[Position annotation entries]
>> BEGIN

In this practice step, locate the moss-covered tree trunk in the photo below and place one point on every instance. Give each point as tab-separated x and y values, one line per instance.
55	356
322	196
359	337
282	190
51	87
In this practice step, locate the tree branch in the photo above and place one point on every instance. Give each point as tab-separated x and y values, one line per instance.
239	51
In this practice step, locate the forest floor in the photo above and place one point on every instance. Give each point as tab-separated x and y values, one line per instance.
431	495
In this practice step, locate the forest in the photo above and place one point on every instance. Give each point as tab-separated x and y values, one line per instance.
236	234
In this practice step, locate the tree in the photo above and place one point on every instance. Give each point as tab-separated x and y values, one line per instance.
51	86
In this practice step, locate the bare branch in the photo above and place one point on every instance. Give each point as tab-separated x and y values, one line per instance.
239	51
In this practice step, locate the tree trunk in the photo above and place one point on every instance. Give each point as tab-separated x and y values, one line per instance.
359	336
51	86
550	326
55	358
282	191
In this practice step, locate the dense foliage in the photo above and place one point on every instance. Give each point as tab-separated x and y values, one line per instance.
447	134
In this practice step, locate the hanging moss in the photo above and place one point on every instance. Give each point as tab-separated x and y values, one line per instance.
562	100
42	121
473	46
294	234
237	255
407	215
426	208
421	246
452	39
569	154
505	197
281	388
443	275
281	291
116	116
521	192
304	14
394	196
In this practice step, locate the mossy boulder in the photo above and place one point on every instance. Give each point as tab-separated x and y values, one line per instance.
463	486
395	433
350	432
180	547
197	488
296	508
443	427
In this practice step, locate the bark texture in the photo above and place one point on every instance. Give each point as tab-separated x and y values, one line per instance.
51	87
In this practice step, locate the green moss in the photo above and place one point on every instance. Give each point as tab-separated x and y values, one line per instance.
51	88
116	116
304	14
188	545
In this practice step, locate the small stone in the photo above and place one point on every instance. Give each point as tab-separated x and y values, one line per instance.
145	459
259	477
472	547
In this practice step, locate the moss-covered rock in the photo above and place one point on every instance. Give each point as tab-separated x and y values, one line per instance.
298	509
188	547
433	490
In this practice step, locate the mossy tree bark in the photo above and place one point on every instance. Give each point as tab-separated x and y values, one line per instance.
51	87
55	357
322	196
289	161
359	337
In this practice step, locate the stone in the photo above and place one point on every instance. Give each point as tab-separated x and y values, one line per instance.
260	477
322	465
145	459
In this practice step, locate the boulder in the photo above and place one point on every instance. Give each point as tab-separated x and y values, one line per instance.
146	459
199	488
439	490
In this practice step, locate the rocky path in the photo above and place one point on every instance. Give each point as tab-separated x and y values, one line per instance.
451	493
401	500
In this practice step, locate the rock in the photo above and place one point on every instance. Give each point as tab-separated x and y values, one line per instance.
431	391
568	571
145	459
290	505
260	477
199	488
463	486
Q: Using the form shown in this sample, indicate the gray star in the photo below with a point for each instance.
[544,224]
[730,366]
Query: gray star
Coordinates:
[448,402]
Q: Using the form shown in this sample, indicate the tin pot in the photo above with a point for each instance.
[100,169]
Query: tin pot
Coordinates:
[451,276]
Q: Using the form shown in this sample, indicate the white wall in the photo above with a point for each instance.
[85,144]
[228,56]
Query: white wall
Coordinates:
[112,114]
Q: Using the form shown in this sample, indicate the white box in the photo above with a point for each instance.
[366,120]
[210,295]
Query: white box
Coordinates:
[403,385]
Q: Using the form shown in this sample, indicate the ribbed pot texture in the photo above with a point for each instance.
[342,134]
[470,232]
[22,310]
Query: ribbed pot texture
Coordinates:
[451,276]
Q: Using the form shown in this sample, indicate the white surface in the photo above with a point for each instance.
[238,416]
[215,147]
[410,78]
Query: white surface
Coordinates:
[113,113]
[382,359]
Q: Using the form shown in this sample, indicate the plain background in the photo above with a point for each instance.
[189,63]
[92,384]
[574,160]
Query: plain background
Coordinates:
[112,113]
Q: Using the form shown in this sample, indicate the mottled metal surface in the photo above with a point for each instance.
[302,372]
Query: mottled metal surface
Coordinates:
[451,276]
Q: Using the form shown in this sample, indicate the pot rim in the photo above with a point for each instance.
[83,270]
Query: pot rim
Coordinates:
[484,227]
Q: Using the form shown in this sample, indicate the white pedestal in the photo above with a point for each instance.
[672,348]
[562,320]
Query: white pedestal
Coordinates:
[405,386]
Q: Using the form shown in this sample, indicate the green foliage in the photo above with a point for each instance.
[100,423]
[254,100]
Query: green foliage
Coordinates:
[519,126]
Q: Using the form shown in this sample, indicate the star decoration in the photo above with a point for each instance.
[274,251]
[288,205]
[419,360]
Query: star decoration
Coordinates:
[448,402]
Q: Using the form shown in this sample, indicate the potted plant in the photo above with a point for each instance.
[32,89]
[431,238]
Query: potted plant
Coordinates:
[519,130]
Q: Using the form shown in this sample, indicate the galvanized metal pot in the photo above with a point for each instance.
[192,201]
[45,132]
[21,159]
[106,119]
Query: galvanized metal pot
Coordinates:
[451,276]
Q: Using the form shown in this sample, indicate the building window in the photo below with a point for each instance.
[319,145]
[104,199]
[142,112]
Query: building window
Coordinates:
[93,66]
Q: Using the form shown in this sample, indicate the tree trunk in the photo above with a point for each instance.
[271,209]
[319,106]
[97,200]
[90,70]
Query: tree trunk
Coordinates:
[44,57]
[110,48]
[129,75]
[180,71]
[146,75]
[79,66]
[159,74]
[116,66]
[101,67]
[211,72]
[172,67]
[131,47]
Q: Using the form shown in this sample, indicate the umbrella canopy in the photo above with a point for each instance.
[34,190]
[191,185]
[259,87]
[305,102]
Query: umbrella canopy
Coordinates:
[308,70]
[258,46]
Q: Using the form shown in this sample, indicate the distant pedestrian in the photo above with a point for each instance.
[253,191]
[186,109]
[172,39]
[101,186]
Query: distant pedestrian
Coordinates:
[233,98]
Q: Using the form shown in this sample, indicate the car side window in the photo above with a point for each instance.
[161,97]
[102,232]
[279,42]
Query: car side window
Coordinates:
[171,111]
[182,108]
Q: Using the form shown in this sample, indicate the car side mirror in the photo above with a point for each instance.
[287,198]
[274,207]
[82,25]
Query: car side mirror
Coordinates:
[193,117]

>> END

◆ **Goal**:
Please write out all of the entries above line for line, without changing a single character.

◆ **Task answer**:
In this practice step, locate the moss-covered tree trunk in the photo below and place one point on every instance. Give each point as tab-separated x and y values, one line per instance.
55	356
322	196
359	337
282	190
51	87
In this practice step, locate the tree branch in the photo above and place one point on every instance. Give each point as tab-separated x and y values, one line per instance.
239	51
In this practice step, locate the forest floor in the photo above and place one point on every instance. Give each point as tab-separated x and y values, one line per instance.
431	495
In this practice step, locate the forest in the photo above and place one point on every instance. Give each point as tab-separated x and y values, one line per instance.
236	234
In this practice step, locate the tree in the photo above and place one point on every instance. Give each point as tab-separated x and y values, one line per instance.
51	86
In this practice step, locate the bare branch in the photo above and place one point on every instance. Give each point as tab-separated x and y values, one line per instance.
239	51
In this practice step, locate the tree trunk in the photo above and place one point on every instance. Give each point as tab-separated x and y values, one line per instance.
359	336
51	86
550	326
55	358
282	191
In this practice step, locate the dense foliage in the photo above and place one point on every instance. Give each point as tab-separated x and y values, one line per instance.
447	134
In this practice step, locate the hanging moss in the photo above and place one point on every instance. Give each point as tab-separated x and y values, one line per instance.
562	100
42	121
473	46
294	234
237	255
407	215
426	208
421	246
452	39
569	154
505	197
281	388
443	275
281	291
116	116
521	192
304	14
394	196
In this practice step, locate the mossy boulder in the photo above and place one point on every instance. Give each point as tab-separated x and y values, one line per instance.
463	486
395	433
350	432
180	547
197	488
296	508
443	427
In this practice step, locate the bark texture in the photo above and place one point on every instance. Give each point as tab-separated x and y values, one line per instance.
51	87
In this practice step, locate the green moss in the photo above and place one point on every instance. Give each point as tab-separated x and y values, one line per instance.
51	88
116	116
304	14
188	545
In this practice step, locate the small stone in the photo above and place one point on every instance. Give each point as tab-separated x and y values, one line per instance.
145	459
259	477
472	547
In this practice step, locate the moss-covered rock in the photo above and place one point on every instance. Give each point as tab-separated x and y values, one line per instance.
298	509
188	547
433	490
In this practice step, locate the mossy tree bark in the photo above and place one point on every instance. Give each point as tab-separated x and y values, one line per instance.
51	87
55	357
322	196
289	161
359	337
In this practice step, locate the stone in the photo above and place one point on every instance. Give each point as tab-separated x and y values, one line per instance.
260	477
322	465
145	459
In this practice step, locate the boulder in the photo above and place one point on every instance. Give each point as tab-separated x and y values, one line per instance.
146	459
199	488
439	490
In this practice step, locate the rocky path in the photo above and place one point on every instance. Give each point as tab-separated x and y values, one line per instance.
451	493
401	500
In this practice step, locate the rock in the photo above and place one point on every instance. Give each point as tab-separated x and y values, one line per instance.
431	391
568	571
145	459
290	505
260	477
199	488
463	486
Q: Using the form shown in this sample, indicate the gray star in the photo below with a point for each instance.
[544,224]
[730,366]
Query: gray star
Coordinates:
[448,402]
Q: Using the form shown in this sample, indicate the tin pot in the photo above with a point for each instance.
[100,169]
Query: tin pot
Coordinates:
[451,276]
Q: Using the form shown in this sample, indicate the white wall in the photo above with a point for each instance.
[85,144]
[228,56]
Query: white wall
Coordinates:
[112,114]
Q: Using the form shown in this sample, indicate the white box in the photo above with a point for each instance.
[366,120]
[210,295]
Query: white box
Coordinates:
[403,385]
Q: Using the form shown in this sample, indicate the ribbed pot texture in the photo above with a point for each instance.
[342,134]
[470,232]
[22,310]
Query: ribbed pot texture
Coordinates:
[451,276]
Q: Using the form shown in this sample, indicate the white surface in the photo above with a point for each instance.
[238,416]
[215,147]
[410,78]
Query: white surface
Coordinates:
[113,113]
[382,359]
Q: Using the form shown in this sample, indicate the plain background in the photo above with a point for each instance.
[189,63]
[92,384]
[574,160]
Query: plain background
Coordinates:
[112,113]
Q: Using the form shown in this sample, indicate the mottled metal surface in the photo above with a point for each instance.
[302,372]
Query: mottled metal surface
Coordinates:
[451,276]
Q: Using the form shown in this sample, indicate the pot rim in the photo above with a point for each instance.
[83,270]
Query: pot rim
Coordinates:
[484,227]
Q: Using the form shown in this sample, indicate the white pedestal in the photo above with a point for each instance.
[672,348]
[562,320]
Query: white pedestal
Coordinates:
[405,386]
Q: Using the form shown in this sample, indicate the green foliage in the photo above with a point for each instance.
[100,423]
[254,100]
Query: green foliage
Coordinates:
[519,126]
Q: Using the form shown in this sample, indicate the star decoration in the photo above with a point for each instance.
[274,251]
[288,205]
[419,360]
Query: star decoration
Coordinates:
[448,402]
Q: Using the form shown in this sample, indicate the potted plant in the photo above with a point for each instance.
[32,89]
[431,238]
Query: potted plant
Coordinates:
[519,130]
Q: Using the form shown in this sample, indicate the galvanized metal pot in the photo above with a point for each instance.
[192,201]
[45,132]
[21,159]
[106,119]
Query: galvanized metal pot
Coordinates:
[451,276]
Q: Using the form shown in this sample, indicate the building window in the photo below with a point for each instance.
[319,145]
[104,199]
[142,112]
Query: building window
Coordinates:
[93,66]
Q: Using the form shown in this sample, indicate the tree trunk in the photo above with a point for each instance.
[271,209]
[319,106]
[97,200]
[90,70]
Query: tree trunk
Coordinates:
[44,57]
[110,48]
[129,75]
[180,71]
[146,75]
[79,66]
[159,74]
[116,66]
[101,67]
[211,72]
[172,67]
[131,47]
Q: Using the form shown in this sample, indicate the umbrella canopy in the photo above with a point for each instance.
[34,190]
[191,185]
[259,87]
[305,102]
Query: umbrella canopy
Coordinates:
[308,70]
[258,46]
Q: Using the form shown in this sample, indicate the distant pedestrian in the photo above with a point for each instance.
[253,191]
[186,109]
[172,39]
[101,186]
Query: distant pedestrian
Coordinates:
[233,98]
Q: Using the form shown in this sample, indicate the car side window in the photo above with a point for each instance.
[161,97]
[102,232]
[279,42]
Query: car side window
Coordinates:
[171,111]
[182,108]
Q: Using the form shown in this sample, indicate the car side mirror in the photo above with a point for each instance.
[287,198]
[274,207]
[82,25]
Query: car side mirror
Coordinates:
[193,117]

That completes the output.